▶ **Texte source**
Une remise en cause du mode de calcul du revenu disponible:
Traditionnellement, le RDB (revenu disponible brut)des ménages est considéré comme un indicateur satisfaisant de l’évolution de la situation des ménages. La variation de son pouvoir d’achat est calculée en utilisant l’indice des prix à la consommation. Nous allons montrer que cette façon de prendre en compte les effets de l’inflation est très insuffisante, bien qu’elle bénéficie d’un consensus relatif depuis que les polémiques sur l’indice des prix ont quasi disparu.
Presque tous les économistes sont d’accord — une fois n’est pas coutume — sur la célèbre définition du revenu donnée par J.-R. Hicks dans les années trente : « Le revenu d’une personne n’est autre que ce qu’elle peut consommer durant la semaine, tout en comptant être aussi riche à la fin de la semaine qu’au début » Il est clair que le RDB ou le RDAB ne sont pas une bonne approximation de cette notion parce qu’ils sont bruts, c’est-à-dire contiennent une consommation de capital fixe qui n’est manifestement pas un revenu.
La présence de la consommation de capital fixe fait du RDB une mauvaise mesure du revenu, mais elle n’empêche pas, à court terme, l’évolution du RDB d’être un bon indicateur de ¡’évolution du revenu. Car la consommation de capital fixe représente une proportion quasi constante (5 %) à court terme du RDB. Il n’en est pas du tout ainsi des effets de l’inflation que nous analysons maintenant.

▶ **Données fournies**
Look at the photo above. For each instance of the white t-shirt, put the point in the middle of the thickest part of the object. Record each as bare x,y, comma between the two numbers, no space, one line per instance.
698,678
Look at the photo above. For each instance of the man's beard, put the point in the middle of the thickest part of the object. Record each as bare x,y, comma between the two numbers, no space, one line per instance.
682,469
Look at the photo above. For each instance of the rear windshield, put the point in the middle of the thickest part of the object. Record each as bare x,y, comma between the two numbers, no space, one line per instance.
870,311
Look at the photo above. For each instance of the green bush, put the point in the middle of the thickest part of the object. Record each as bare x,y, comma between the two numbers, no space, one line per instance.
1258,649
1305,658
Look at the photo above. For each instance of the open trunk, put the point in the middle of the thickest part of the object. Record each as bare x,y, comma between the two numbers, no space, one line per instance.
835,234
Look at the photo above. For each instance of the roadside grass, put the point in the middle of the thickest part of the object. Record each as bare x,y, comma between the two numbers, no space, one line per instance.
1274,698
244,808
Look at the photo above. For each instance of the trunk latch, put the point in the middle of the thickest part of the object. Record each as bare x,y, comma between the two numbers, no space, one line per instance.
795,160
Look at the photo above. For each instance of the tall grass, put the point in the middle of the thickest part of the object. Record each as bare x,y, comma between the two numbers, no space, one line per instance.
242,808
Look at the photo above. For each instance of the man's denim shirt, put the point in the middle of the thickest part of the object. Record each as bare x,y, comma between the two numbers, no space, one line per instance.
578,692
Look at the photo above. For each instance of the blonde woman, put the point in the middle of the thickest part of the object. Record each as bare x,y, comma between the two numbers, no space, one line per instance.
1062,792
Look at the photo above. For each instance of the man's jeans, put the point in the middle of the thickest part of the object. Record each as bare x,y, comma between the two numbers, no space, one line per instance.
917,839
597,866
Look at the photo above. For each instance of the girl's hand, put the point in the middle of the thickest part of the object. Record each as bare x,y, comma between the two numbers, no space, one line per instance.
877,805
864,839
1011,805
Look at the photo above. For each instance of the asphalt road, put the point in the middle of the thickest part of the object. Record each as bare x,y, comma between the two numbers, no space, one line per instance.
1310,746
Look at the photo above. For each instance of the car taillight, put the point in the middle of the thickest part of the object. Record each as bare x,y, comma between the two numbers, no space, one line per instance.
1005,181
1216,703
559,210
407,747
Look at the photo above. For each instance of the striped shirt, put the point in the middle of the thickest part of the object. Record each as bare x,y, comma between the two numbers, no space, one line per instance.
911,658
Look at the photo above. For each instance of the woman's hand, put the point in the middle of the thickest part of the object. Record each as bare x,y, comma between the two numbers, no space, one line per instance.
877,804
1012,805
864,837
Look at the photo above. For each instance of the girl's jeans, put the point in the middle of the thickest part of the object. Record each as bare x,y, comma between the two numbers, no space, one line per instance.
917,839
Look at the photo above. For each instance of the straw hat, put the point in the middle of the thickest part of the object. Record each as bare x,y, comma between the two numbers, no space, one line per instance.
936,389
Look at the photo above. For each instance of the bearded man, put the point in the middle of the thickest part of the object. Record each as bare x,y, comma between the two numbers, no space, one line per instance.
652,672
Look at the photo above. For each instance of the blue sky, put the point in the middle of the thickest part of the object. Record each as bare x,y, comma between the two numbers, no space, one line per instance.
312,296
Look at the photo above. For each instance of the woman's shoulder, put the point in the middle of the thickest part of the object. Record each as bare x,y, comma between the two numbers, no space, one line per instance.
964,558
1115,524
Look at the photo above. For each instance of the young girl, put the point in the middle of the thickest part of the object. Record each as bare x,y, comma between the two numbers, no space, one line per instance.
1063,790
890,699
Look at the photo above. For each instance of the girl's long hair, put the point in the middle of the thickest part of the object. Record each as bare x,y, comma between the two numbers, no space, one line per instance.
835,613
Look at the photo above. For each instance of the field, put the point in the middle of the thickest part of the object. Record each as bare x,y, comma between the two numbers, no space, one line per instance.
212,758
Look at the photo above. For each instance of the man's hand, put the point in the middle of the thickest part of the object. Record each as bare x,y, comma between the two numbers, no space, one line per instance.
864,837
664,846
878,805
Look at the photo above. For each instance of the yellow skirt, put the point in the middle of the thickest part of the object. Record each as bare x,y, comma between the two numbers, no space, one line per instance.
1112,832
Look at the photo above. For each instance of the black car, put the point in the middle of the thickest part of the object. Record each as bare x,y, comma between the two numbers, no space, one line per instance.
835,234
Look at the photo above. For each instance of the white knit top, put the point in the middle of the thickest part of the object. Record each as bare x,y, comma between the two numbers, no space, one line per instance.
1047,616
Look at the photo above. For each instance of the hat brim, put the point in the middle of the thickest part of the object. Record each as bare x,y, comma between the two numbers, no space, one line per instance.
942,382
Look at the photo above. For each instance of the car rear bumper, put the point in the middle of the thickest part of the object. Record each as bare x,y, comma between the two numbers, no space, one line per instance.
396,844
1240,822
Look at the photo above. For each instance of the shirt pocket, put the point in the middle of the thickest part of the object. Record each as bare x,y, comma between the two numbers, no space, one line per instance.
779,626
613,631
...
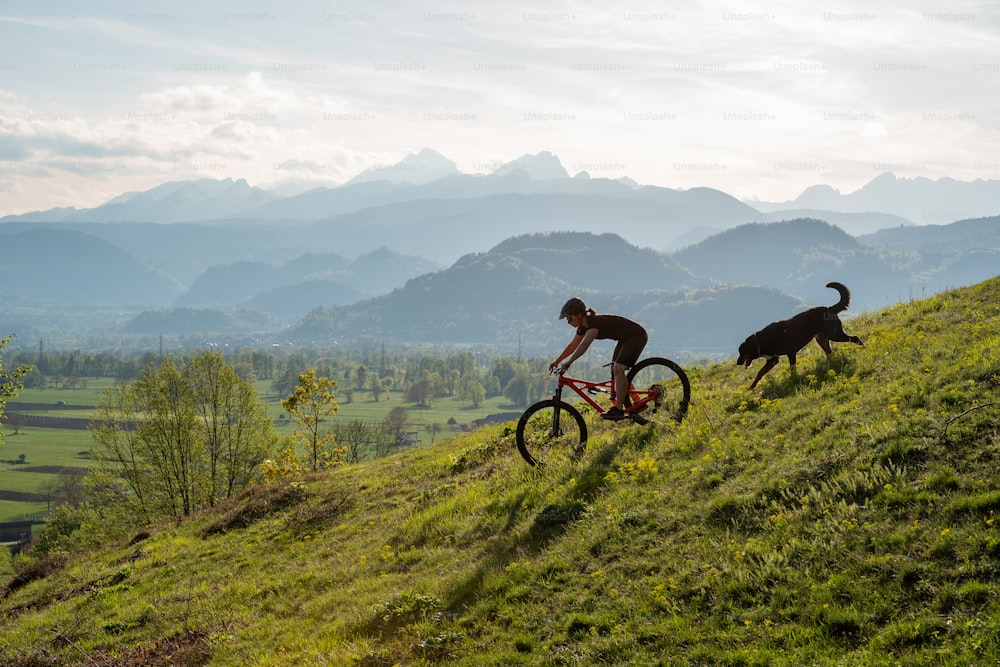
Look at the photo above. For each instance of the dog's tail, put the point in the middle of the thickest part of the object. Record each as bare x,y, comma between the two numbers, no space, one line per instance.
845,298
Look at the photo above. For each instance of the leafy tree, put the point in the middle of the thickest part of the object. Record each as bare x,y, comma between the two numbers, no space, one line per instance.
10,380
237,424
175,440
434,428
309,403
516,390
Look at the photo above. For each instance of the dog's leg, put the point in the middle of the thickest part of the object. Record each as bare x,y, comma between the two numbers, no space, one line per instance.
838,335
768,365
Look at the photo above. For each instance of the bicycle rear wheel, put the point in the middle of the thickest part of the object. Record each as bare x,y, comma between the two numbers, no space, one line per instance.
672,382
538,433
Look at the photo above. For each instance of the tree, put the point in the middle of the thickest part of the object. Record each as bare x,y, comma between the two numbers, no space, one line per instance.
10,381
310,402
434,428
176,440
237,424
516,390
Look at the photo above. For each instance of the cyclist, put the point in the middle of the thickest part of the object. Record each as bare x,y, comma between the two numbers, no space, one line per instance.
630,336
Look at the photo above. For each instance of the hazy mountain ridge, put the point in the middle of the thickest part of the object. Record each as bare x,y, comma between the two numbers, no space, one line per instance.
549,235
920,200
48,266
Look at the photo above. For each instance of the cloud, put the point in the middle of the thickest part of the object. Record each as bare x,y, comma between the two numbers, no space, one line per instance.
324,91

▶ **Consignes**
- 1) Reproduisez fidèlement le passage du texte sur le revenu disponible qui commence par les mots contenant « Presque tous les » et s'achève sur « pas un revenu. ».
- 2) Traduisez en anglais cette phrase du texte sur le revenu disponible : « Il n’en est pas du tout ainsi des effets de l’inflation que nous analysons maintenant. »
- 3) Reprenez le texte sur le revenu disponible à la suite de sa dernière phrase.
Les lignes fournies ne sont pas nécessaires ici.

▶ **Résultats par tâche**
- 1)
Presque tous les économistes sont d’accord — une fois n’est pas coutume — sur la célèbre définition du revenu donnée par J.-R. Hicks dans les années trente : « Le revenu d’une personne n’est autre que ce qu’elle peut consommer durant la semaine, tout en comptant être aussi riche à la fin de la semaine qu’au début » Il est clair que le RDB ou le RDAB ne sont pas une bonne approximation de cette notion parce qu’ils sont bruts, c’est-à-dire contiennent une consommation de capital fixe qui n’est manifestement pas un revenu.

- 2) This is not at all the case for the effects of inflation, which we now analyze.

- 3)
Le RDB des ménages comprend des intérêts (car ceux qu’ils reçoivent sont supérieurs à ceux qu’ils versent). Le montant de ces intérêts dépend de l’importance de leurs créances et de l’inflation. Lorsque l’inflation augmente, le taux d’intérêt s’élève de façon à dédommager (en partie) les prêteurs des pertes qu’ils subiront lorsque leurs créances leur seront remboursées dans une monnaie dévalorisée. « Une partie de l’intérêt joue donc en fait un rôle de remboursement », comme l’écrit Malinvaud (cité par J.-P. Milot in [Archambault, Arkhipoff, 1986]). Autrement dit, les intérêts comprennent une prime pour dédommager le prêteur de la perte qu’il réalisera au moment du remboursement. L’absurdité de la CN est ici patente : elle considère que cette prime augmente le RDB des ménages, mais elle « oublie » d’enregistrer la perte comme amputation de ce même revenu. Dans le cas des dépôts à vue dans les banques, le traitement est analogue : la perte due à l’inflation est ignorée ; mais dans ce cas il n’y a pas de prime, puisqu’ils sont non rémunérés. Cette pratique de la CN — intégrer la prime pour dépréciation mais pas la dépréciation elle-même dans le calcul du RDB — biaise l’évaluation du revenu au sens de Hicks car les pertes dues à l’érosion monétaire peuvent être très importantes. Mais surtout elle empêche de considérer le RDB comme un bon indicateur de l’évolution du revenu car les pertes sont très irrégulières.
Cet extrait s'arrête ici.